▶ [WHAT THE EXERCISE ASKS] Please copy out the part of the data below that opens with the line containing "Would you mind marking the street" and runs through the end of the data, keeping every line the same.

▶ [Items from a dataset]
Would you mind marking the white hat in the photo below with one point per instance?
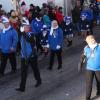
(25, 21)
(5, 19)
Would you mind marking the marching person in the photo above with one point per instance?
(8, 44)
(28, 55)
(92, 55)
(68, 30)
(37, 25)
(44, 39)
(84, 25)
(55, 40)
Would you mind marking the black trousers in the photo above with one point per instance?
(59, 57)
(38, 40)
(24, 68)
(89, 80)
(4, 58)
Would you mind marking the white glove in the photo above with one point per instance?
(22, 29)
(47, 46)
(58, 47)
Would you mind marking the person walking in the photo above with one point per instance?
(8, 44)
(55, 40)
(92, 55)
(28, 55)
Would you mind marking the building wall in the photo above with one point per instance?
(8, 4)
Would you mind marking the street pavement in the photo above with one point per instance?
(64, 84)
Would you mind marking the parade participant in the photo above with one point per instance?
(84, 25)
(92, 56)
(89, 12)
(55, 40)
(15, 22)
(28, 55)
(68, 30)
(44, 39)
(8, 44)
(37, 25)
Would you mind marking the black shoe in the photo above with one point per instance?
(88, 99)
(1, 75)
(38, 84)
(59, 67)
(13, 72)
(49, 68)
(98, 94)
(20, 90)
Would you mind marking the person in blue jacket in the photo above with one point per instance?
(90, 17)
(84, 25)
(55, 41)
(91, 55)
(44, 38)
(8, 44)
(28, 55)
(68, 30)
(37, 25)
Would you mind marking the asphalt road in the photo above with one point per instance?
(64, 84)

▶ [ANSWER TO THE EXERCISE]
Would you mind marking the street pavement in the photo above with one point per instance?
(64, 84)
Would you mind marking the parade participant in the photo above with one point per instance?
(84, 25)
(92, 56)
(89, 12)
(55, 40)
(15, 22)
(28, 55)
(68, 30)
(44, 39)
(8, 44)
(37, 25)
Would you mind marking the black shoe in the photo above with one point per instance?
(88, 99)
(1, 75)
(38, 84)
(59, 67)
(13, 72)
(49, 68)
(98, 94)
(20, 90)
Would you mind marking the person in blue jacket in the photo above with one point per instance?
(90, 17)
(84, 25)
(55, 41)
(91, 55)
(44, 38)
(8, 44)
(28, 55)
(68, 30)
(37, 25)
Would you mind marking the asphalt road in the photo above with one point per instance?
(64, 84)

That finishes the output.